▶ **What you need to do**
Find every line in the records that contains the string "metal", matching case exactly, and copy each of those lines.

** Begin Stored data **

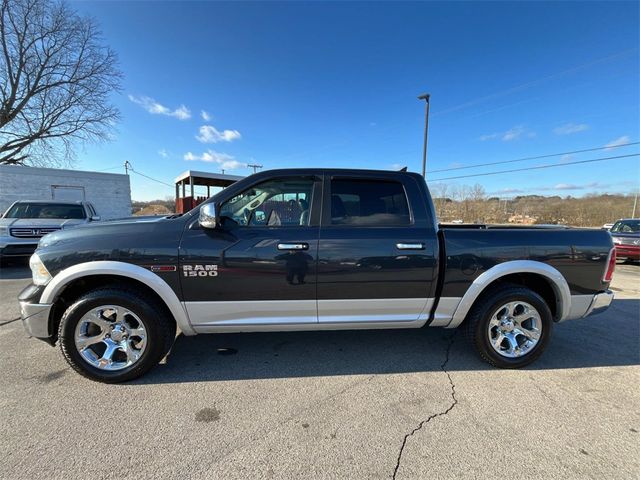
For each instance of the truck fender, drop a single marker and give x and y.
(555, 278)
(123, 269)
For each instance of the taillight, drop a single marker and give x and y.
(611, 266)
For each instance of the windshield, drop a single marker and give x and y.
(46, 210)
(626, 226)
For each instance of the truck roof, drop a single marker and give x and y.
(59, 202)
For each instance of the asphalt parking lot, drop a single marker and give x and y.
(377, 404)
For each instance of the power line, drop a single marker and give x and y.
(110, 168)
(550, 155)
(150, 178)
(539, 167)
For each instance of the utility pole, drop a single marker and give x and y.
(425, 97)
(255, 166)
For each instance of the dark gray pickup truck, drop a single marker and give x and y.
(309, 249)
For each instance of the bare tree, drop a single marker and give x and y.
(55, 80)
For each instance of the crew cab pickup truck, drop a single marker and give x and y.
(309, 249)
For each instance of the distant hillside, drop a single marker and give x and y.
(472, 206)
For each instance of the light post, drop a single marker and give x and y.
(425, 97)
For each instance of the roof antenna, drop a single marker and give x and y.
(425, 97)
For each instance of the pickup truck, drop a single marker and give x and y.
(308, 249)
(25, 222)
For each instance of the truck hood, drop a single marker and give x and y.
(134, 240)
(40, 222)
(120, 228)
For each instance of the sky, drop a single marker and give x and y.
(212, 86)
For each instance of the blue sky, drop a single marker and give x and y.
(211, 85)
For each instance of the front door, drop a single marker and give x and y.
(377, 256)
(259, 266)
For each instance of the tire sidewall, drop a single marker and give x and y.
(136, 305)
(482, 329)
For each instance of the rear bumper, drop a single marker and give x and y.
(600, 303)
(584, 305)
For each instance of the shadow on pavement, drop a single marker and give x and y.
(606, 340)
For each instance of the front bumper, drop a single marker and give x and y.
(35, 316)
(600, 303)
(13, 247)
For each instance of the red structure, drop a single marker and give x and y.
(186, 182)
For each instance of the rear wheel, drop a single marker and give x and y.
(509, 326)
(113, 335)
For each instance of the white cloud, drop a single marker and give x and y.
(617, 142)
(210, 134)
(156, 108)
(569, 128)
(567, 186)
(225, 160)
(514, 133)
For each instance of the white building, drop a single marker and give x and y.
(110, 193)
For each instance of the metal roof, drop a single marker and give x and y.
(208, 178)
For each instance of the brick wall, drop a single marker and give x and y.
(110, 193)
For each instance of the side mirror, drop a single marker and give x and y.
(208, 216)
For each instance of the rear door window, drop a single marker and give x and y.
(373, 203)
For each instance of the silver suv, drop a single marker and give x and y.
(25, 222)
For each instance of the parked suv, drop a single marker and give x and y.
(626, 238)
(25, 222)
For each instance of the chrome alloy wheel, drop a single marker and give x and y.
(110, 337)
(514, 329)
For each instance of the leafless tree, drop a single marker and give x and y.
(56, 77)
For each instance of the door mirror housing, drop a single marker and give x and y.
(209, 216)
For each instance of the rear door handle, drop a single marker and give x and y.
(410, 246)
(293, 246)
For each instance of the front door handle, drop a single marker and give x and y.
(410, 246)
(293, 246)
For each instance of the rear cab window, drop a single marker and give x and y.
(369, 203)
(46, 210)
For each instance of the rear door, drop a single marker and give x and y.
(259, 267)
(377, 250)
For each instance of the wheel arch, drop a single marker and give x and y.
(524, 272)
(100, 273)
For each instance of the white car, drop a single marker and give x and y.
(25, 222)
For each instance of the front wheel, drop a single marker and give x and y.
(113, 335)
(509, 326)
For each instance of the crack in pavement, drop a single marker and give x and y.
(435, 415)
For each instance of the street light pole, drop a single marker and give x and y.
(425, 97)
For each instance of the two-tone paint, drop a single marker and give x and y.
(239, 278)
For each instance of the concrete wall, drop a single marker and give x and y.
(110, 193)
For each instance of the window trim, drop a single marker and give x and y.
(326, 214)
(314, 204)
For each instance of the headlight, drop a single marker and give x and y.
(39, 273)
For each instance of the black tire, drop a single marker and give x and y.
(476, 325)
(160, 328)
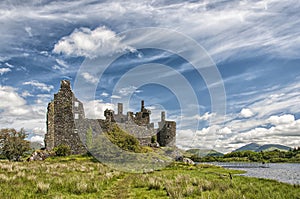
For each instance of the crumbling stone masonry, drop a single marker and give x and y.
(66, 123)
(62, 112)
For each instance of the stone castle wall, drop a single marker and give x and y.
(66, 123)
(60, 121)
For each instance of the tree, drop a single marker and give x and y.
(13, 144)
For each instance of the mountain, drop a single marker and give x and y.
(204, 152)
(248, 147)
(272, 147)
(267, 147)
(36, 145)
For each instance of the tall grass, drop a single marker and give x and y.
(78, 177)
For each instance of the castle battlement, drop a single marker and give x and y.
(66, 122)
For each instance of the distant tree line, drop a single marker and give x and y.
(292, 155)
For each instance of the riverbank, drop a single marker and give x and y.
(282, 172)
(82, 177)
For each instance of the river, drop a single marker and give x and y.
(283, 172)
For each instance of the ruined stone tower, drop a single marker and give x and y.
(61, 116)
(65, 110)
(166, 135)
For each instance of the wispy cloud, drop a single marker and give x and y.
(89, 78)
(4, 70)
(91, 43)
(39, 85)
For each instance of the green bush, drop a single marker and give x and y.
(13, 144)
(62, 150)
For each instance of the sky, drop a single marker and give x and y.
(228, 72)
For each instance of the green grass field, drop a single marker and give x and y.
(82, 177)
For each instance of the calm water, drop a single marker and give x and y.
(283, 172)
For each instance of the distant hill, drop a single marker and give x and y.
(272, 147)
(204, 152)
(267, 147)
(36, 145)
(249, 147)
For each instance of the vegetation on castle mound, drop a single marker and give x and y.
(125, 140)
(83, 177)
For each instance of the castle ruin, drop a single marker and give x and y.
(66, 123)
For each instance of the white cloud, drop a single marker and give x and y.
(39, 85)
(16, 113)
(62, 63)
(207, 116)
(115, 97)
(91, 43)
(9, 65)
(284, 119)
(89, 78)
(4, 70)
(28, 30)
(38, 139)
(26, 94)
(128, 91)
(246, 113)
(104, 94)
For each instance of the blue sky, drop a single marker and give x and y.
(253, 45)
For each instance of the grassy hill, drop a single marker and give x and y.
(83, 177)
(204, 152)
(267, 147)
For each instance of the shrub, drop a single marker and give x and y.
(13, 144)
(62, 150)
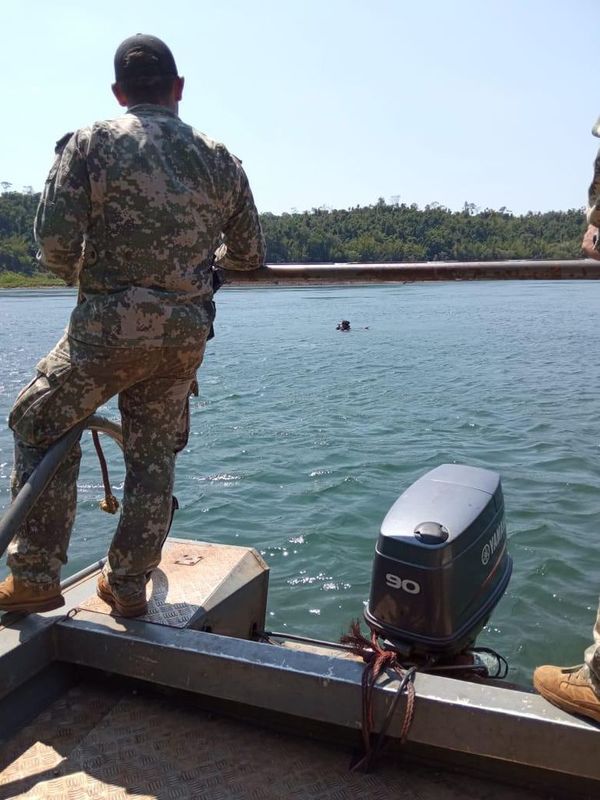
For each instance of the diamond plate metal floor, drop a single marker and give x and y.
(189, 575)
(94, 744)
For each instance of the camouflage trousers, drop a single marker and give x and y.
(592, 657)
(73, 380)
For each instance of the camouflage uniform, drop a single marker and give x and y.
(133, 210)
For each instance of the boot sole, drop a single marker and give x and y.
(567, 705)
(121, 610)
(35, 607)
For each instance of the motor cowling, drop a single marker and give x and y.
(441, 562)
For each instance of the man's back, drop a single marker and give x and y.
(149, 198)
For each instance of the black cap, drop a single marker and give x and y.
(143, 56)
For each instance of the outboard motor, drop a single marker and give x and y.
(441, 563)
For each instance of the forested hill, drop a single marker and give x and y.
(382, 232)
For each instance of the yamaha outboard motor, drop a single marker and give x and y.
(441, 562)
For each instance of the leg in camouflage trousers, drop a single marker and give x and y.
(154, 385)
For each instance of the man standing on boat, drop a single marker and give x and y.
(132, 212)
(577, 689)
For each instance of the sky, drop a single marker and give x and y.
(332, 103)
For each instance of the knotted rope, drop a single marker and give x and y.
(378, 659)
(109, 503)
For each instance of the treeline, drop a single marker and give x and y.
(393, 232)
(17, 248)
(384, 232)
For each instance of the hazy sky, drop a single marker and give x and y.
(333, 102)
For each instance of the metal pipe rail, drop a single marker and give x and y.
(315, 274)
(18, 511)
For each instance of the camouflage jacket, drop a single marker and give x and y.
(593, 209)
(133, 211)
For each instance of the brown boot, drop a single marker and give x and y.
(132, 606)
(568, 688)
(16, 595)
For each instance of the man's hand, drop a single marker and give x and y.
(588, 244)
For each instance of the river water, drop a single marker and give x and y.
(303, 437)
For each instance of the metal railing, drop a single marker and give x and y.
(18, 511)
(307, 275)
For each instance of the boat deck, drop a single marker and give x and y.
(185, 703)
(98, 742)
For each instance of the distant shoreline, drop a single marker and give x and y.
(16, 280)
(273, 275)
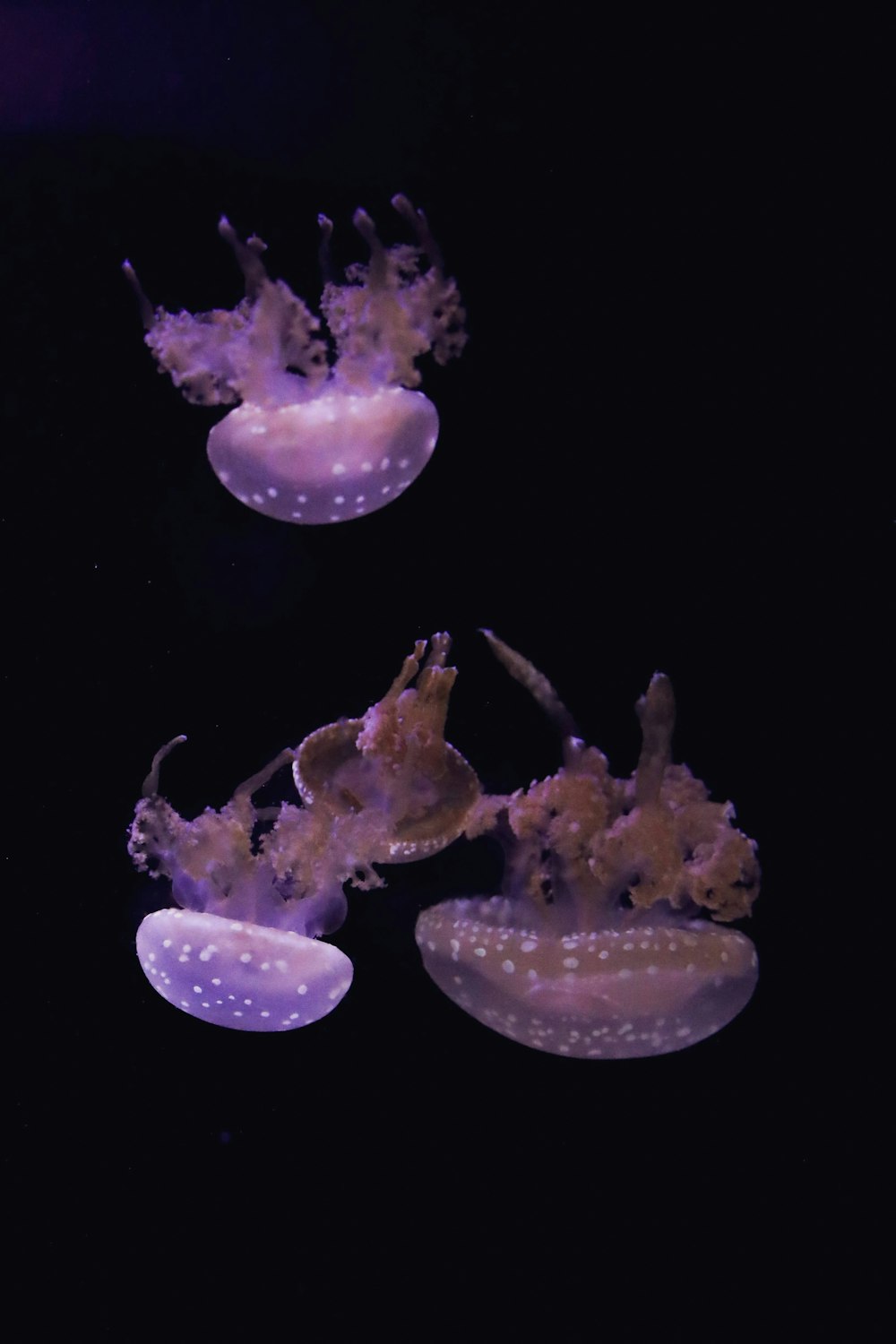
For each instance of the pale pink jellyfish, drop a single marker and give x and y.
(312, 443)
(595, 948)
(255, 889)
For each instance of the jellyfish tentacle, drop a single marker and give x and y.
(151, 782)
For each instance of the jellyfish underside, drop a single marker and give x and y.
(314, 444)
(595, 948)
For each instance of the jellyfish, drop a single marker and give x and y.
(314, 443)
(598, 945)
(257, 889)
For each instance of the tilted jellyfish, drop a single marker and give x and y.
(595, 948)
(257, 889)
(312, 443)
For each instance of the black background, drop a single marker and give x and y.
(659, 451)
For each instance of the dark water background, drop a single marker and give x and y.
(659, 451)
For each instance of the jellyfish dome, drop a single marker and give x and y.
(598, 945)
(255, 890)
(314, 443)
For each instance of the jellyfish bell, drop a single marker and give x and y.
(595, 948)
(394, 762)
(241, 975)
(314, 444)
(242, 949)
(336, 457)
(610, 994)
(257, 889)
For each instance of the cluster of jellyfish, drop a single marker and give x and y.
(611, 933)
(598, 945)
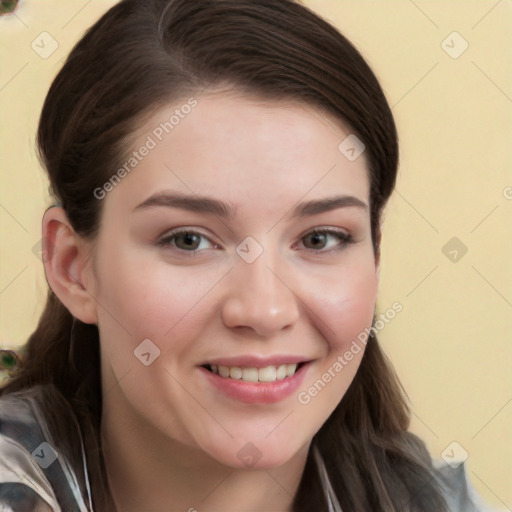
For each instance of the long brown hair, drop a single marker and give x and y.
(147, 53)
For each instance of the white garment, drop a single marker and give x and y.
(31, 485)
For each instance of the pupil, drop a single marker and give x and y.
(317, 239)
(190, 240)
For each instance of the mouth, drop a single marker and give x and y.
(271, 373)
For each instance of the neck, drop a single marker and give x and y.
(149, 471)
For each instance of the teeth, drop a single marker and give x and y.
(267, 374)
(250, 374)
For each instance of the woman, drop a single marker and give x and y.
(220, 169)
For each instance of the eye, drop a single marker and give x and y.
(186, 240)
(324, 239)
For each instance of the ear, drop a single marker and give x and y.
(377, 255)
(66, 258)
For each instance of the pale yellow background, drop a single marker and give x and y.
(451, 345)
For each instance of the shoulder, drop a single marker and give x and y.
(23, 484)
(34, 472)
(457, 489)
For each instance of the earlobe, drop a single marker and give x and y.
(66, 265)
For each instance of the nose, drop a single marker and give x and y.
(259, 299)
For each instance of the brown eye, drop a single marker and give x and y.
(186, 240)
(321, 239)
(315, 240)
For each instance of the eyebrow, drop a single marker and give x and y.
(203, 204)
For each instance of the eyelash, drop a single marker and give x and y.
(344, 238)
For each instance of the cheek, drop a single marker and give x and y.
(345, 304)
(154, 301)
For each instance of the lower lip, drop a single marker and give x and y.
(257, 392)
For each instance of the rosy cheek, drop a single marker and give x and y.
(345, 311)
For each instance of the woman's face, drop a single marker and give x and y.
(238, 240)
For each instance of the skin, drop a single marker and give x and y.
(170, 439)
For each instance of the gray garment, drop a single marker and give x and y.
(35, 476)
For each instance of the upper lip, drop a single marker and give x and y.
(249, 361)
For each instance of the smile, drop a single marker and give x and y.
(270, 373)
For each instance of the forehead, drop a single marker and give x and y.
(241, 149)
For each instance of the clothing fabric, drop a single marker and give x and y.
(35, 475)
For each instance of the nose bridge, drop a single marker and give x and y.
(259, 297)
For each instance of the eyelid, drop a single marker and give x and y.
(163, 240)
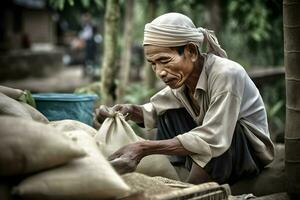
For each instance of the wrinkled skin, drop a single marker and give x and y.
(174, 70)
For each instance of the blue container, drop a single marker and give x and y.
(59, 106)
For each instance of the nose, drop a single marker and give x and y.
(160, 72)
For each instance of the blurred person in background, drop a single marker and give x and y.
(210, 116)
(87, 34)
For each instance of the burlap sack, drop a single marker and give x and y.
(115, 133)
(27, 146)
(9, 106)
(72, 125)
(87, 178)
(35, 114)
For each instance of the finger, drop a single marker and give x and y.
(113, 156)
(117, 107)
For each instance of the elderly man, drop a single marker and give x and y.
(210, 116)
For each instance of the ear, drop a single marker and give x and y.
(191, 51)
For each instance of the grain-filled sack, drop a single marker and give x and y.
(27, 146)
(11, 92)
(9, 106)
(35, 114)
(115, 133)
(72, 125)
(87, 178)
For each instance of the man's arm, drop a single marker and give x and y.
(128, 157)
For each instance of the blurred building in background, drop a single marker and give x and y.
(27, 40)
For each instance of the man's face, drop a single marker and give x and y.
(173, 69)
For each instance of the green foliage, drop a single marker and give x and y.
(137, 94)
(93, 88)
(253, 33)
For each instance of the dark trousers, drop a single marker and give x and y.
(236, 163)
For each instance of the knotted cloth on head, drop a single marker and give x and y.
(175, 29)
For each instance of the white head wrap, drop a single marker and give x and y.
(175, 29)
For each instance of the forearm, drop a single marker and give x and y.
(166, 147)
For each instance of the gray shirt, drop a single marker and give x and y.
(226, 95)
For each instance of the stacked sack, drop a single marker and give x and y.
(57, 160)
(66, 159)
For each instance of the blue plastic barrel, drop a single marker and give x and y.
(59, 106)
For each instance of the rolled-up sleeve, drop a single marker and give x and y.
(214, 136)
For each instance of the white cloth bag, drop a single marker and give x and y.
(115, 133)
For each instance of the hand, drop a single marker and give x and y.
(101, 114)
(127, 158)
(130, 112)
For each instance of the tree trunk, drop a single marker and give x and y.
(109, 64)
(291, 23)
(150, 78)
(126, 54)
(214, 15)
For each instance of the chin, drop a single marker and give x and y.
(176, 86)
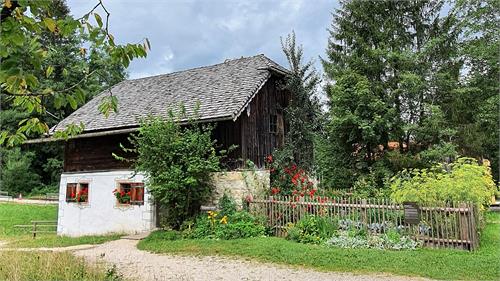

** End Stored data **

▶ **The answer**
For each instance of the metal roof, drop a single marker and give x and y.
For each instance of the diamond plate metal floor, drop a single marker and give x and y.
For each instance of the metal pipe rail, drop a single marker and give x and y.
For each instance of the metal railing, drop a single marker and give x and y.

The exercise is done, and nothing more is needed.